Segment Start: Supplied information

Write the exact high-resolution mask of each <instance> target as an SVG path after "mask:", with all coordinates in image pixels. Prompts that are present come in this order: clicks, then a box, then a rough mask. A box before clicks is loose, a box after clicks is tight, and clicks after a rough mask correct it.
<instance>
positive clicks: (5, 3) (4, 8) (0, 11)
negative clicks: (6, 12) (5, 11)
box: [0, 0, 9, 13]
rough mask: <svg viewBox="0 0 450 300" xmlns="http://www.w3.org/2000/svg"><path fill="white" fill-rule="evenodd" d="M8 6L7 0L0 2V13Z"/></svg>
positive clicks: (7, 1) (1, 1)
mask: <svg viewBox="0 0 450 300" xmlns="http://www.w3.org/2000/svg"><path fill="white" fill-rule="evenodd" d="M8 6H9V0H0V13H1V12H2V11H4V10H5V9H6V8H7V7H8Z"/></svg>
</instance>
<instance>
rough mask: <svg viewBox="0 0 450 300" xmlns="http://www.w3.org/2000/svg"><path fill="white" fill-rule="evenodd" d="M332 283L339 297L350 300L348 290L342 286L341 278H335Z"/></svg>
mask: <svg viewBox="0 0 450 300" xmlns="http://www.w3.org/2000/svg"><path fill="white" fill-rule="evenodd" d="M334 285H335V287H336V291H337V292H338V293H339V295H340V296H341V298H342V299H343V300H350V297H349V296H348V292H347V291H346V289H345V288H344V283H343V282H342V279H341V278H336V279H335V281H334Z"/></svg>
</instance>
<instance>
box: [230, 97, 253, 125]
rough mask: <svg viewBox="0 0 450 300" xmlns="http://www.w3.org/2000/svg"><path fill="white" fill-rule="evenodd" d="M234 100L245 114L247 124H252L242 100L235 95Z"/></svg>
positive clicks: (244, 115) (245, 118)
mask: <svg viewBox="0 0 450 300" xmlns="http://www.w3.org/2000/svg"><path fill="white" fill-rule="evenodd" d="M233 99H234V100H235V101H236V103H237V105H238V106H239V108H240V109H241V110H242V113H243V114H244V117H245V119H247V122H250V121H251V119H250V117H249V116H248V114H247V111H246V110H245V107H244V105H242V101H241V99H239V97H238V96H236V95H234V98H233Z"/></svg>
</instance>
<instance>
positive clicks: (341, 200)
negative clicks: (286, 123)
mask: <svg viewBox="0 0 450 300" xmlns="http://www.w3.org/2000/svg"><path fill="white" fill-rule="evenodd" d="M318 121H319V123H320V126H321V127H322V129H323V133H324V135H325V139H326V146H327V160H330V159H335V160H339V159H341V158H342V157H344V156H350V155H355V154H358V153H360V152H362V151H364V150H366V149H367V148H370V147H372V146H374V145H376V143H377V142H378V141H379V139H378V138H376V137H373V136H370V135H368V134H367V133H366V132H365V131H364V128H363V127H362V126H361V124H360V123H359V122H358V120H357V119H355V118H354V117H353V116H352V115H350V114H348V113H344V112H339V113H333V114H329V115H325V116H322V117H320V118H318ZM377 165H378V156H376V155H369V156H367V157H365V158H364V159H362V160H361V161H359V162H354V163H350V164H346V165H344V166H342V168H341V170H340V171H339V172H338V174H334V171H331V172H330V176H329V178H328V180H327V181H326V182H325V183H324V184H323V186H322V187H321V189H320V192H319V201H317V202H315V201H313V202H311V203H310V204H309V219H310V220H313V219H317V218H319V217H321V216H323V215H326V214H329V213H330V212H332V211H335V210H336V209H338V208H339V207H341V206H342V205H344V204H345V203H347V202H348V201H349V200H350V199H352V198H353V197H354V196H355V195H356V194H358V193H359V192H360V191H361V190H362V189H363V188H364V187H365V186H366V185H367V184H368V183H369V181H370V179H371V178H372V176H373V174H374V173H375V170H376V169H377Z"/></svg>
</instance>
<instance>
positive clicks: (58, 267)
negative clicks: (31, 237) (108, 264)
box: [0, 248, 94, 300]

Segment End: Supplied information

__Exercise__
Transcribe the records above from the line holding "283L339 297L350 300L348" down to the line holding "positive clicks: (341, 200)", inclusive, without adding anything.

__Result of the task__
rough mask: <svg viewBox="0 0 450 300" xmlns="http://www.w3.org/2000/svg"><path fill="white" fill-rule="evenodd" d="M332 283L339 297L350 300L348 290L342 286L341 278H335Z"/></svg>
mask: <svg viewBox="0 0 450 300" xmlns="http://www.w3.org/2000/svg"><path fill="white" fill-rule="evenodd" d="M334 285H335V287H336V291H337V292H338V293H339V295H340V296H341V298H342V299H343V300H350V297H349V296H348V292H347V291H346V289H345V288H344V283H343V282H342V279H341V278H336V279H335V281H334Z"/></svg>
</instance>
<instance>
box: [230, 97, 253, 125]
rough mask: <svg viewBox="0 0 450 300" xmlns="http://www.w3.org/2000/svg"><path fill="white" fill-rule="evenodd" d="M234 100L245 114L247 124H252L242 100L235 95Z"/></svg>
positive clicks: (244, 115) (245, 118)
mask: <svg viewBox="0 0 450 300" xmlns="http://www.w3.org/2000/svg"><path fill="white" fill-rule="evenodd" d="M233 99H234V100H235V101H236V103H237V105H238V106H239V108H240V109H241V110H242V113H243V114H244V117H245V119H247V122H250V121H251V119H250V117H249V116H248V114H247V111H246V110H245V107H244V105H242V101H241V99H239V97H238V96H236V95H234V98H233Z"/></svg>
</instance>
<instance>
positive clicks: (341, 200)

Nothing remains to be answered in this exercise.